»»

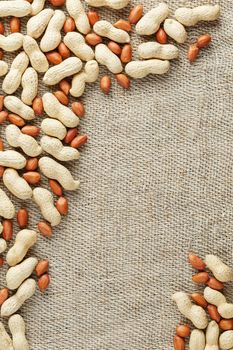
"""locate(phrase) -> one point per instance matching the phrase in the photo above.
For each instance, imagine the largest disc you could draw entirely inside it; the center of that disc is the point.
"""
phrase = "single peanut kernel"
(4, 294)
(114, 47)
(42, 267)
(124, 25)
(63, 50)
(1, 145)
(196, 262)
(178, 343)
(55, 187)
(45, 229)
(93, 17)
(199, 300)
(15, 25)
(213, 312)
(93, 39)
(1, 102)
(69, 25)
(22, 217)
(215, 284)
(62, 97)
(105, 84)
(32, 177)
(193, 52)
(161, 36)
(43, 282)
(200, 277)
(2, 28)
(31, 130)
(65, 86)
(3, 116)
(78, 108)
(79, 141)
(16, 119)
(126, 53)
(54, 57)
(135, 14)
(71, 134)
(123, 80)
(62, 205)
(32, 164)
(7, 231)
(57, 3)
(183, 330)
(226, 325)
(37, 106)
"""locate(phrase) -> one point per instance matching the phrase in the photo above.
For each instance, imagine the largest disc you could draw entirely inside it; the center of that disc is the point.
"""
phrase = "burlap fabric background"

««

= WORK REQUEST =
For the material above, repeat each line exactly and leave out the pictures.

= YOUR SOLUTION =
"""locate(phrase) -> one point per instance matching the phrase in the photo above.
For each instance, imagine the largest disc you could draw entirely inside it; the center of that disc is the point.
"""
phrase = "single peanut kernel"
(4, 294)
(114, 47)
(42, 267)
(124, 25)
(63, 50)
(1, 145)
(196, 262)
(178, 343)
(55, 187)
(45, 229)
(93, 17)
(199, 300)
(15, 25)
(213, 312)
(93, 39)
(1, 102)
(69, 25)
(22, 217)
(215, 284)
(62, 97)
(105, 84)
(32, 177)
(193, 52)
(161, 36)
(43, 282)
(200, 277)
(2, 28)
(31, 130)
(65, 86)
(3, 116)
(78, 108)
(79, 141)
(16, 119)
(126, 53)
(54, 57)
(135, 14)
(71, 134)
(123, 80)
(62, 205)
(32, 164)
(7, 231)
(57, 3)
(183, 330)
(226, 325)
(37, 106)
"""locate(phrase) -> one point per instance matching the phrase in the photo above.
For each instance, imagine the largest disc you could draw entirely inside it; the center of that disc is the point.
"""
phrase = "burlap fabric background"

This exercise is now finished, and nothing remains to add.